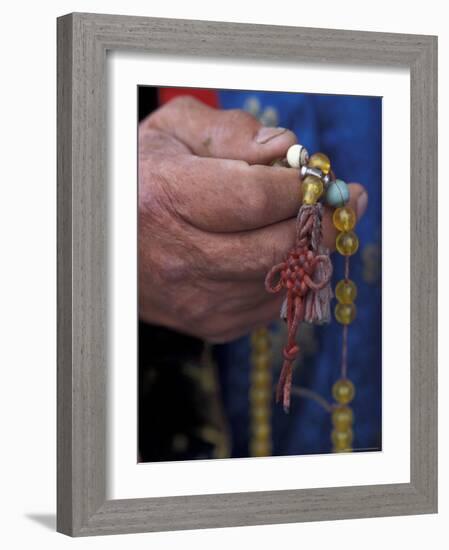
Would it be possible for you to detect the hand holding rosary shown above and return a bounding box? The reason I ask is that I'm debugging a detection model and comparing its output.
[258,144,359,451]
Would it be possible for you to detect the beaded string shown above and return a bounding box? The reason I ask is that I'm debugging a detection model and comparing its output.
[249,328,272,456]
[252,144,359,458]
[331,206,359,452]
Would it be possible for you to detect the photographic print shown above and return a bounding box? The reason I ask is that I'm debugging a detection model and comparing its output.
[138,86,382,462]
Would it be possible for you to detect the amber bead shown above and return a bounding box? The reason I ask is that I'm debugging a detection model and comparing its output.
[335,303,357,325]
[307,153,331,175]
[332,378,355,405]
[302,176,324,204]
[332,405,354,432]
[335,231,359,256]
[335,279,357,304]
[332,206,357,231]
[250,406,271,423]
[331,429,354,452]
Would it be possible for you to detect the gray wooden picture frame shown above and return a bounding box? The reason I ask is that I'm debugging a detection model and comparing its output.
[57,13,437,536]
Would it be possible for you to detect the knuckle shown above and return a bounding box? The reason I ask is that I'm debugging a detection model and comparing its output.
[223,109,260,127]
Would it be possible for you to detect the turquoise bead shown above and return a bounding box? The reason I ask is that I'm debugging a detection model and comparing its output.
[326,180,349,208]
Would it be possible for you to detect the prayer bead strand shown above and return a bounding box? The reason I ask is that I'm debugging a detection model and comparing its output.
[249,328,272,456]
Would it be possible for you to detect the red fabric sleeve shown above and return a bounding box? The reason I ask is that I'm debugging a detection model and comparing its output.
[159,88,218,108]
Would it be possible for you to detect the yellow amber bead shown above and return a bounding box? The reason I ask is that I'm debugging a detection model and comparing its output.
[250,387,271,407]
[332,378,355,405]
[331,429,354,452]
[302,176,324,204]
[250,406,271,423]
[335,279,357,304]
[332,206,357,231]
[335,303,357,325]
[307,153,331,174]
[335,231,359,256]
[332,405,354,432]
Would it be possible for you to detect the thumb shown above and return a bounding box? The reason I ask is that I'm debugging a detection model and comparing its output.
[143,96,297,164]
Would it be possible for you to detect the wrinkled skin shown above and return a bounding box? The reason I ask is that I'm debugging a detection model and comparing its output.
[139,97,367,343]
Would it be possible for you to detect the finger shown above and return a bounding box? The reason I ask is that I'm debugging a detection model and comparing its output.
[200,184,367,285]
[138,123,190,159]
[153,151,364,237]
[144,155,301,233]
[144,96,297,164]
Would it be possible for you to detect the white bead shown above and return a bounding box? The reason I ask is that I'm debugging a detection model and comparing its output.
[287,143,309,168]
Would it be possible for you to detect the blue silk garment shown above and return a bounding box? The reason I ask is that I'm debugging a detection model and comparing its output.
[215,90,382,457]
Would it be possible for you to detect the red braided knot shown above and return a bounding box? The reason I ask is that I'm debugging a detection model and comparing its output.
[265,205,332,412]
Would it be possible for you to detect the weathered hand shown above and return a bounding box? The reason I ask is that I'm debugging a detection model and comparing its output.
[139,97,366,342]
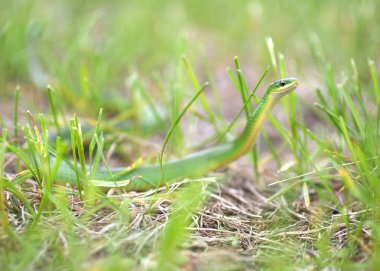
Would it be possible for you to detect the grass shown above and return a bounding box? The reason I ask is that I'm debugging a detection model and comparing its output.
[0,0,380,270]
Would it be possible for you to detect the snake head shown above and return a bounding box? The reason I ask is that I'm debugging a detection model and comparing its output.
[269,78,298,98]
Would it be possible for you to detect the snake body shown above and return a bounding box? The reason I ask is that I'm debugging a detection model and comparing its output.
[55,78,298,191]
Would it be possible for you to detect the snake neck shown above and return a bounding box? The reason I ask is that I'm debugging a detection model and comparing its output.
[233,94,279,157]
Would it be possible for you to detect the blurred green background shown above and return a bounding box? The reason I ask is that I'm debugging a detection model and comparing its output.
[0,0,380,110]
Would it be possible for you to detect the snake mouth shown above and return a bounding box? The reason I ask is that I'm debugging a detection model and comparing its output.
[272,78,299,97]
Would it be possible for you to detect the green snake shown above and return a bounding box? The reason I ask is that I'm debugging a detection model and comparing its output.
[55,78,298,191]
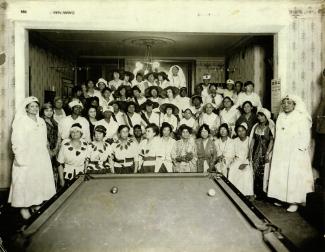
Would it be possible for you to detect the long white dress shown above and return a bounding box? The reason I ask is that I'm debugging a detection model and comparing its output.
[8,115,55,207]
[267,110,314,203]
[215,137,235,177]
[228,137,254,196]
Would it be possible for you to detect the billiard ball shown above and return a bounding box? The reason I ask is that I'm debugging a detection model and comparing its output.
[111,186,118,194]
[208,189,216,197]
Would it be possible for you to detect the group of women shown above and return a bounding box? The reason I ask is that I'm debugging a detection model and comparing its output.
[9,66,313,219]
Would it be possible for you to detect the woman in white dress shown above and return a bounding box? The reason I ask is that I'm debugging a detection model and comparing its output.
[155,122,176,172]
[199,103,220,136]
[219,96,240,136]
[168,65,186,88]
[57,123,88,186]
[267,95,314,212]
[228,123,254,196]
[8,96,55,219]
[215,123,234,178]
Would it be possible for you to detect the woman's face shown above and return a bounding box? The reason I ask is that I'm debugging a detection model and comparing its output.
[128,105,135,113]
[88,108,96,118]
[201,128,209,139]
[94,131,104,142]
[237,127,247,138]
[172,66,179,76]
[182,129,191,139]
[281,99,295,113]
[146,128,156,139]
[148,74,155,82]
[227,84,234,90]
[257,113,267,123]
[44,108,53,118]
[205,104,213,115]
[120,127,129,139]
[184,109,192,120]
[103,90,111,99]
[219,127,228,137]
[223,99,232,108]
[26,102,39,115]
[246,84,254,92]
[166,108,173,116]
[163,127,170,137]
[120,88,126,96]
[98,82,106,90]
[243,103,253,114]
[112,103,120,113]
[70,130,81,140]
[235,83,241,93]
[54,99,63,109]
[87,81,94,88]
[166,89,174,98]
[151,89,158,98]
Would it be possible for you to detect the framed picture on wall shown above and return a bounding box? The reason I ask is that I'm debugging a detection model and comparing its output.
[61,78,74,98]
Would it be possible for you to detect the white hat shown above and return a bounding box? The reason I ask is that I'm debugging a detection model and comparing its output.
[68,100,84,108]
[96,78,107,87]
[226,79,235,85]
[103,106,114,113]
[202,74,211,80]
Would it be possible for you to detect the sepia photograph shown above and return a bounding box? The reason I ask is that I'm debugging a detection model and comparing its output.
[0,0,325,252]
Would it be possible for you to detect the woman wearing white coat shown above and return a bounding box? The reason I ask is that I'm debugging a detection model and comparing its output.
[8,96,55,219]
[267,95,314,212]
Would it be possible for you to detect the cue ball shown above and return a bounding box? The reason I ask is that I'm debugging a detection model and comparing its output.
[208,189,216,197]
[111,186,118,194]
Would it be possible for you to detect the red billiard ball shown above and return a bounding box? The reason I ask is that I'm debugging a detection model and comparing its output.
[111,186,118,194]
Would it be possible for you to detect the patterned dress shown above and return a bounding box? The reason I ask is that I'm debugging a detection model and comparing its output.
[172,138,197,172]
[252,126,273,197]
[112,138,139,174]
[196,138,217,172]
[57,139,88,180]
[87,141,112,173]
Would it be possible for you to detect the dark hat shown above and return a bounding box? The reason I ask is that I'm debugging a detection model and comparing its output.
[143,72,157,80]
[191,95,203,103]
[122,71,134,82]
[125,101,140,112]
[159,103,179,115]
[132,86,141,93]
[145,86,162,98]
[95,125,106,135]
[140,99,159,110]
[163,86,179,96]
[157,71,169,81]
[178,124,193,134]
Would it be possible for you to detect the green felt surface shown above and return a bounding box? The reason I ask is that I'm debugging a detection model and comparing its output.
[28,176,269,251]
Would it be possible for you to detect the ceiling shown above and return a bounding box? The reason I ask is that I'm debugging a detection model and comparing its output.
[29,30,268,57]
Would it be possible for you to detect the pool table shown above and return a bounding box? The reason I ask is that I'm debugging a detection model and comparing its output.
[22,173,291,252]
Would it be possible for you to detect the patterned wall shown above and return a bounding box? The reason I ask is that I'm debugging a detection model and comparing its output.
[29,44,74,102]
[229,46,266,103]
[287,7,325,114]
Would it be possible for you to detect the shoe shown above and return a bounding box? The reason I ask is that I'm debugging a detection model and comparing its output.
[287,204,298,213]
[20,208,31,220]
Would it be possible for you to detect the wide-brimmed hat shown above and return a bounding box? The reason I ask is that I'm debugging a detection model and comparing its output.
━━━
Your instructions:
In the listing, rewrite the lines starting at the one containing "Would it be possible for you to detect the red fabric" and ending at the one containing "[139,97,366,342]", with "debugging" replaced by "evaluating". Leave everything else unchanged, and give only those lines.

Reply to the exercise:
Would it be possible for you to detect the red fabric sleeve shown above and return a bounding box? The reason I ask is that I'm evaluating a detection model and comparing its output.
[159,88,218,108]
Would it be possible for you to detect the yellow amber bead shown above and return a bounding box? The reason I ask is that I'm evaluating a detection model and comparing its output.
[250,387,271,407]
[332,378,355,405]
[331,429,354,452]
[302,176,324,204]
[250,406,271,423]
[335,279,357,304]
[332,206,357,231]
[335,303,357,325]
[307,153,331,174]
[335,231,359,256]
[332,405,354,432]
Would it be possible for you to detect the thumb shown above and return a bounding box? The reason I ask is that I'm evaluating a detection model and comparing its output.
[143,96,297,164]
Would it be possible for you to detect the wrinkled skin shown above and return a bounding box? The reason I ask is that I'm evaluating a detection model and comparing its output.
[139,97,367,343]
Would it be possible for you to detect the finger shown above and return a bounding box? The reason I ask is that I'm evaluating a detection model and comparing its output.
[200,184,367,285]
[138,123,190,159]
[153,151,364,237]
[144,155,301,233]
[144,96,297,164]
Would it be possible for you to detect the white bead shown above and return a bounding box? The reason I ask is that I'm evaluating a detection model and comparing its output.
[287,143,309,168]
Would it be possible for you to detect the blue silk garment shown above and return a bounding box? The reason I ask is that I'm evaluating a detection model and comparing its output.
[215,90,382,457]
Would it be possible for you to detect the red braided knot shown above and return a bounding box? The reason I ask is that I'm evaluating a detection model and comparing its output.
[265,205,332,412]
Would it be possible for you to detect the weathered hand shown above and return a bounding box? The reason I ask is that I'm evaluating a detection model and comparing its output.
[139,97,366,342]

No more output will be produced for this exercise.